*YOUR INSTRUCTIONS*
Exact copies of the lines from the one with "point: nose -- one" through the last line of the entries, and no pictures, make up the answer.

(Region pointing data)
%%

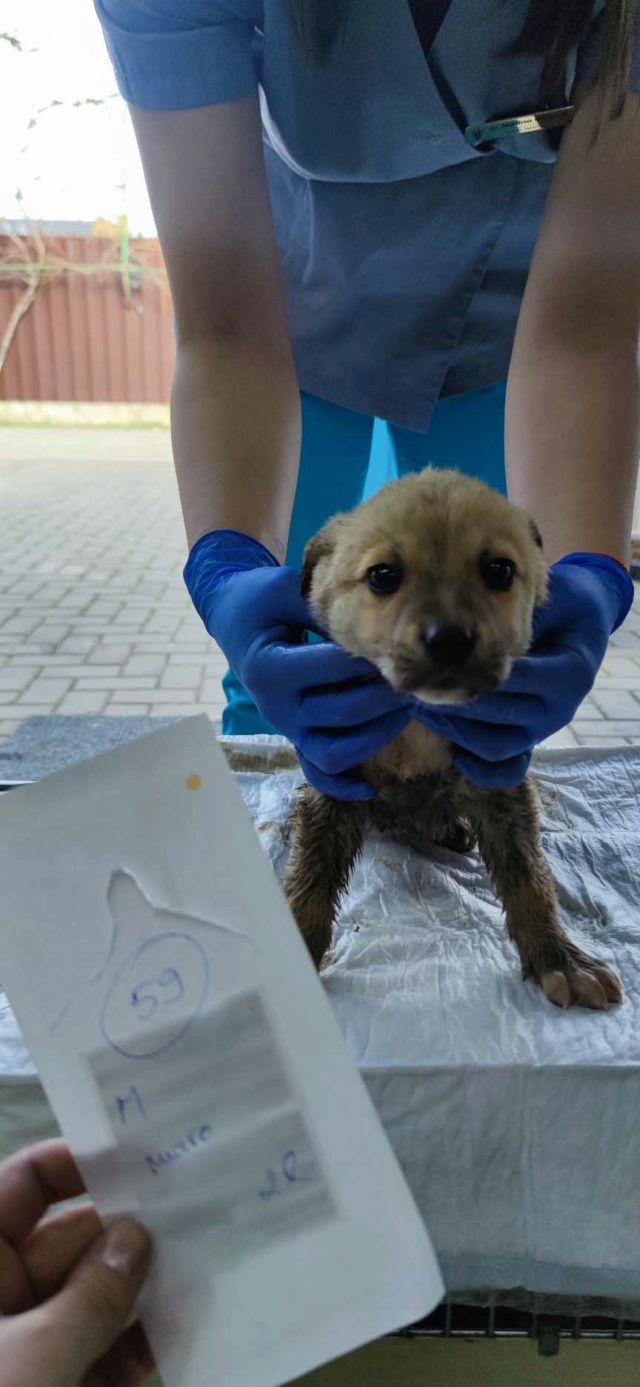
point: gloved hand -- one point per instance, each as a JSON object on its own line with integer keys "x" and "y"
{"x": 494, "y": 734}
{"x": 335, "y": 709}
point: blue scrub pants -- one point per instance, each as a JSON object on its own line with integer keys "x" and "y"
{"x": 347, "y": 455}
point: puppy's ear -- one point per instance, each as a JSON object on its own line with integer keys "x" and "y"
{"x": 318, "y": 548}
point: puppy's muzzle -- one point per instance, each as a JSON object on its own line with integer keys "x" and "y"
{"x": 449, "y": 647}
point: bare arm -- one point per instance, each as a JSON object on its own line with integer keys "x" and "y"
{"x": 235, "y": 405}
{"x": 574, "y": 397}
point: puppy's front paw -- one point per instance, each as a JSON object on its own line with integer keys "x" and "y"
{"x": 456, "y": 837}
{"x": 582, "y": 982}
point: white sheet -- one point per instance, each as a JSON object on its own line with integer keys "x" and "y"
{"x": 518, "y": 1126}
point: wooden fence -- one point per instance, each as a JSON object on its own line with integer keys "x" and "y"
{"x": 100, "y": 328}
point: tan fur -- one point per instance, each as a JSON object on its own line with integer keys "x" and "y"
{"x": 438, "y": 527}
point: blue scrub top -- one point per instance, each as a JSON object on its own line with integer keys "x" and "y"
{"x": 404, "y": 250}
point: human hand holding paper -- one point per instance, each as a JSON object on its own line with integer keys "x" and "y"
{"x": 67, "y": 1289}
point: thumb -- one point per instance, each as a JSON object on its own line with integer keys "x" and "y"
{"x": 92, "y": 1310}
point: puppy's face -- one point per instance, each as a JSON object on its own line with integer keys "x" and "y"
{"x": 433, "y": 580}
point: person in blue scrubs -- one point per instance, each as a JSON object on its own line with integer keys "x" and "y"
{"x": 382, "y": 219}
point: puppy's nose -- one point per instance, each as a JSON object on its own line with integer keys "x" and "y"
{"x": 450, "y": 645}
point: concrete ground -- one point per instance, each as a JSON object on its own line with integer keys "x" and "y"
{"x": 93, "y": 612}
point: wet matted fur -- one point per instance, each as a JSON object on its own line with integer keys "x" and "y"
{"x": 435, "y": 580}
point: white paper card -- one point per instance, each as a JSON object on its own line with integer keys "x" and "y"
{"x": 196, "y": 1068}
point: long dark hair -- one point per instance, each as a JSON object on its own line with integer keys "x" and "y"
{"x": 551, "y": 29}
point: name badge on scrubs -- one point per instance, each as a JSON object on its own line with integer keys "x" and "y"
{"x": 494, "y": 131}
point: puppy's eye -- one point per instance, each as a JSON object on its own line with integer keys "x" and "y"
{"x": 499, "y": 573}
{"x": 385, "y": 579}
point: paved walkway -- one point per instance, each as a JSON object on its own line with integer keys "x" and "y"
{"x": 93, "y": 613}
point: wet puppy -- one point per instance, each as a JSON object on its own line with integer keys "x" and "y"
{"x": 435, "y": 580}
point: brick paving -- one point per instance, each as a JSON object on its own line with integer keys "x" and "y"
{"x": 93, "y": 613}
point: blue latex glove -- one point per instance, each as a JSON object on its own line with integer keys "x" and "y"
{"x": 335, "y": 709}
{"x": 494, "y": 734}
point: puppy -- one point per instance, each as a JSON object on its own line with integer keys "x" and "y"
{"x": 435, "y": 580}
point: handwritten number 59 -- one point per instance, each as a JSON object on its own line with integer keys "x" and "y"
{"x": 157, "y": 992}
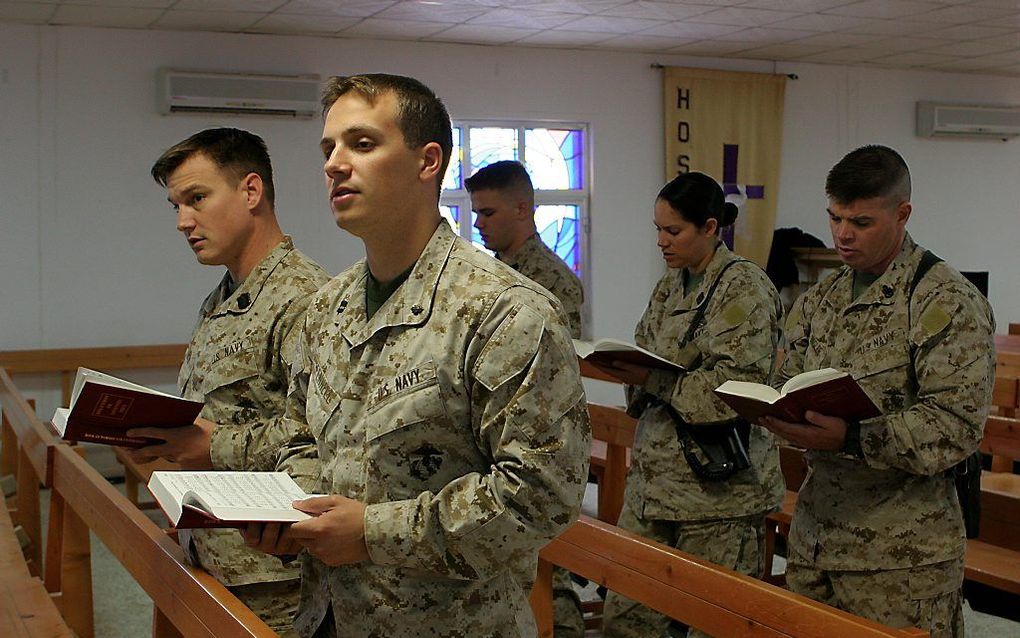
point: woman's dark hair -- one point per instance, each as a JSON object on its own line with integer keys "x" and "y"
{"x": 698, "y": 198}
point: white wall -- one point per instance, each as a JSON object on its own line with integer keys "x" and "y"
{"x": 89, "y": 254}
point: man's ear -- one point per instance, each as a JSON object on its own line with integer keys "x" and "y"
{"x": 431, "y": 161}
{"x": 253, "y": 189}
{"x": 903, "y": 212}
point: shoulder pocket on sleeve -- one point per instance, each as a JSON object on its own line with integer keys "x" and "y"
{"x": 510, "y": 349}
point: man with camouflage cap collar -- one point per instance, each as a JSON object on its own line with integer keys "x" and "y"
{"x": 877, "y": 530}
{"x": 503, "y": 200}
{"x": 444, "y": 394}
{"x": 219, "y": 181}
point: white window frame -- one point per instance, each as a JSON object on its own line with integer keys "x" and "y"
{"x": 576, "y": 197}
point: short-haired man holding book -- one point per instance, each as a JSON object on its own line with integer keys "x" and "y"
{"x": 219, "y": 182}
{"x": 443, "y": 391}
{"x": 877, "y": 530}
{"x": 503, "y": 200}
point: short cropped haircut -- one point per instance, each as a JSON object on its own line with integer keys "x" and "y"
{"x": 506, "y": 176}
{"x": 867, "y": 173}
{"x": 421, "y": 115}
{"x": 698, "y": 198}
{"x": 237, "y": 153}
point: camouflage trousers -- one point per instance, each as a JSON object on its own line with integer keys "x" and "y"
{"x": 568, "y": 621}
{"x": 274, "y": 602}
{"x": 927, "y": 597}
{"x": 733, "y": 543}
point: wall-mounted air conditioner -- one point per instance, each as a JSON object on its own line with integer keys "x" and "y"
{"x": 937, "y": 119}
{"x": 185, "y": 91}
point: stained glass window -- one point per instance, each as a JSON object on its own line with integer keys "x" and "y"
{"x": 556, "y": 158}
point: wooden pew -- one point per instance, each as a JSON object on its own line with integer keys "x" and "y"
{"x": 189, "y": 601}
{"x": 65, "y": 361}
{"x": 612, "y": 438}
{"x": 992, "y": 558}
{"x": 26, "y": 607}
{"x": 717, "y": 600}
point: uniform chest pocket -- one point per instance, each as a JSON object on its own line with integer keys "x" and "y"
{"x": 421, "y": 405}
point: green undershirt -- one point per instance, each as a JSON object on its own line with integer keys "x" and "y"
{"x": 376, "y": 293}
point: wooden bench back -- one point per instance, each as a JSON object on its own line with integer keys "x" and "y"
{"x": 694, "y": 591}
{"x": 192, "y": 599}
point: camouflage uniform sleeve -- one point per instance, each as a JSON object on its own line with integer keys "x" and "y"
{"x": 660, "y": 382}
{"x": 244, "y": 446}
{"x": 738, "y": 343}
{"x": 798, "y": 334}
{"x": 954, "y": 359}
{"x": 528, "y": 414}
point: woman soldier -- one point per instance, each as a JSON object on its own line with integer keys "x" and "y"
{"x": 701, "y": 480}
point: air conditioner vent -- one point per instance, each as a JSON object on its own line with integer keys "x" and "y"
{"x": 294, "y": 96}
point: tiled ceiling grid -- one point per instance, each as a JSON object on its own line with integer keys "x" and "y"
{"x": 970, "y": 36}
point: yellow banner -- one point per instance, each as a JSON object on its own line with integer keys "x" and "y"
{"x": 728, "y": 125}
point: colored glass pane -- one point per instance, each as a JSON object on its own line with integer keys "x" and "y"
{"x": 555, "y": 158}
{"x": 491, "y": 144}
{"x": 559, "y": 228}
{"x": 453, "y": 180}
{"x": 451, "y": 214}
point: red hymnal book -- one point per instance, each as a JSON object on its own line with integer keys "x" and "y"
{"x": 104, "y": 407}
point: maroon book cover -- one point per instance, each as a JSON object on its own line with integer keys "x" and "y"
{"x": 103, "y": 413}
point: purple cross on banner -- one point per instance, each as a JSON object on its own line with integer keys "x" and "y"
{"x": 731, "y": 187}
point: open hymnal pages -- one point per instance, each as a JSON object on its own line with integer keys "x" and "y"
{"x": 205, "y": 499}
{"x": 104, "y": 407}
{"x": 605, "y": 351}
{"x": 826, "y": 391}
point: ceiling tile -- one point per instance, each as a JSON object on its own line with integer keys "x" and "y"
{"x": 294, "y": 23}
{"x": 689, "y": 31}
{"x": 885, "y": 9}
{"x": 447, "y": 13}
{"x": 397, "y": 30}
{"x": 836, "y": 40}
{"x": 125, "y": 17}
{"x": 207, "y": 20}
{"x": 962, "y": 14}
{"x": 821, "y": 22}
{"x": 805, "y": 6}
{"x": 782, "y": 51}
{"x": 355, "y": 8}
{"x": 27, "y": 12}
{"x": 967, "y": 32}
{"x": 893, "y": 28}
{"x": 228, "y": 5}
{"x": 738, "y": 16}
{"x": 564, "y": 38}
{"x": 710, "y": 47}
{"x": 906, "y": 44}
{"x": 912, "y": 59}
{"x": 657, "y": 10}
{"x": 765, "y": 35}
{"x": 845, "y": 56}
{"x": 534, "y": 20}
{"x": 641, "y": 42}
{"x": 607, "y": 25}
{"x": 579, "y": 7}
{"x": 480, "y": 34}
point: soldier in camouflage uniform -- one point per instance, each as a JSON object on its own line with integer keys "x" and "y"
{"x": 736, "y": 338}
{"x": 443, "y": 392}
{"x": 503, "y": 199}
{"x": 877, "y": 530}
{"x": 238, "y": 363}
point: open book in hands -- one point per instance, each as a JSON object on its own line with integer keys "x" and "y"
{"x": 605, "y": 351}
{"x": 825, "y": 391}
{"x": 104, "y": 407}
{"x": 225, "y": 499}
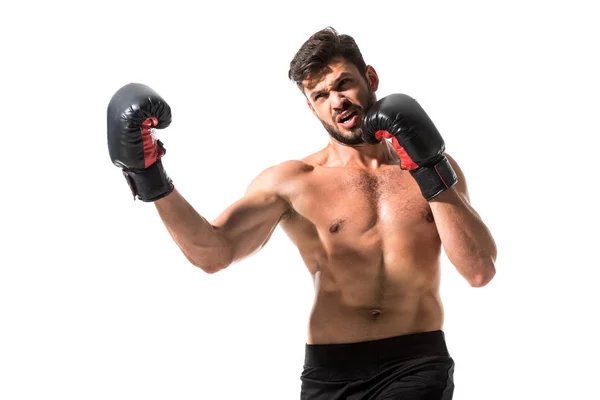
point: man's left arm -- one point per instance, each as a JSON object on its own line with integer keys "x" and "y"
{"x": 467, "y": 241}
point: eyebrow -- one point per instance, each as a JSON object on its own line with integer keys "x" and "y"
{"x": 335, "y": 83}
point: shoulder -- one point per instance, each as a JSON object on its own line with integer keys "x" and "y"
{"x": 272, "y": 178}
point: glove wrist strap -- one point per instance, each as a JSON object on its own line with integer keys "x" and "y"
{"x": 435, "y": 178}
{"x": 149, "y": 184}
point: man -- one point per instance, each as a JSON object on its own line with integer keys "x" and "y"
{"x": 369, "y": 214}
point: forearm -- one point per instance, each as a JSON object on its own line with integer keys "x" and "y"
{"x": 199, "y": 241}
{"x": 467, "y": 242}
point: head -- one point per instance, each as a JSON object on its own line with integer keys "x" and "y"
{"x": 338, "y": 85}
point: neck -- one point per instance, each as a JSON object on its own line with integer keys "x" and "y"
{"x": 364, "y": 155}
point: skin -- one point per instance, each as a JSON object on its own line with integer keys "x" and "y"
{"x": 367, "y": 236}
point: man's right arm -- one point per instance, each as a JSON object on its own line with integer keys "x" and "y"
{"x": 241, "y": 229}
{"x": 134, "y": 112}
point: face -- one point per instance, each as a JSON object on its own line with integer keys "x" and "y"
{"x": 339, "y": 98}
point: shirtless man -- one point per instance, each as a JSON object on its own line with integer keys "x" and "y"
{"x": 369, "y": 214}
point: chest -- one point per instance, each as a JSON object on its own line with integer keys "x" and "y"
{"x": 343, "y": 204}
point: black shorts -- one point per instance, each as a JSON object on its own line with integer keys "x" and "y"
{"x": 409, "y": 367}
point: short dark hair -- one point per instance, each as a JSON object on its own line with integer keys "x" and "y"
{"x": 319, "y": 50}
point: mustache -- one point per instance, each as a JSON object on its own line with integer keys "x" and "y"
{"x": 348, "y": 106}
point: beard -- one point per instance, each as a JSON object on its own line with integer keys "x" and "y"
{"x": 355, "y": 136}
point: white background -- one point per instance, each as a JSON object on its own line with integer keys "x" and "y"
{"x": 96, "y": 300}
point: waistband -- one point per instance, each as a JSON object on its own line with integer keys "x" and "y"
{"x": 376, "y": 351}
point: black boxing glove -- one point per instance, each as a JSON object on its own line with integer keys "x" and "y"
{"x": 134, "y": 112}
{"x": 416, "y": 139}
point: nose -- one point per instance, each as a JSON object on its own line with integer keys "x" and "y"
{"x": 337, "y": 100}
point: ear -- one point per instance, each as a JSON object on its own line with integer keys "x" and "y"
{"x": 372, "y": 78}
{"x": 310, "y": 106}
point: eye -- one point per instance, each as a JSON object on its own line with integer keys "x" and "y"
{"x": 343, "y": 82}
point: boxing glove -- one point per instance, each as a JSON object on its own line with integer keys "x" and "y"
{"x": 134, "y": 112}
{"x": 416, "y": 139}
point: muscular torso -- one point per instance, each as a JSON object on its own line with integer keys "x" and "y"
{"x": 370, "y": 242}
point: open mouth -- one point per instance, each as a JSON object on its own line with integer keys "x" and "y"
{"x": 348, "y": 119}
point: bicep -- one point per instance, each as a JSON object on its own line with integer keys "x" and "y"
{"x": 461, "y": 184}
{"x": 247, "y": 224}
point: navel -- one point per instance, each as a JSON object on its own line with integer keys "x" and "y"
{"x": 429, "y": 216}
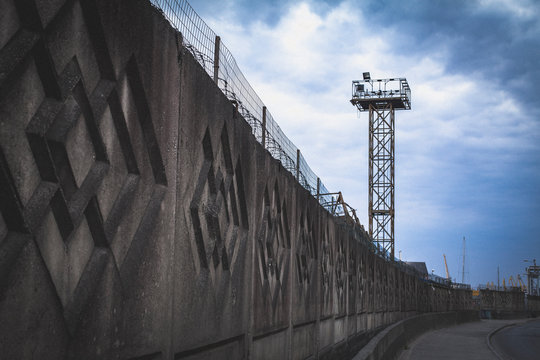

%%

*RESPONSE BOX*
point: nose -- one point per instance, each as a JSON object on its own line with integer keys "x" and "y"
{"x": 337, "y": 100}
point: ear -- one point per instance, each as a JSON object on its own line with integer keys "x" and "y"
{"x": 372, "y": 78}
{"x": 310, "y": 106}
point: eye -- one point per instance, each as a JSON object on its own line with integer keys "x" and "y"
{"x": 343, "y": 82}
point: boxing glove -- one point per instance, each as a JSON object on its own line with integer keys "x" and "y"
{"x": 134, "y": 112}
{"x": 416, "y": 139}
point: muscular torso -- one point per instance, each as a JSON object on its own line with integer keys "x" and "y"
{"x": 370, "y": 242}
point: open mouth -- one point per instance, each as a JSON object on its own line with integer keys "x" and "y"
{"x": 348, "y": 119}
point: bicep -- one point per instance, each as a JSON object on its own line with integer keys "x" and "y"
{"x": 461, "y": 184}
{"x": 247, "y": 224}
point: navel -- one point per instance, each as a JSON object on its own line with integer keys "x" and "y"
{"x": 429, "y": 216}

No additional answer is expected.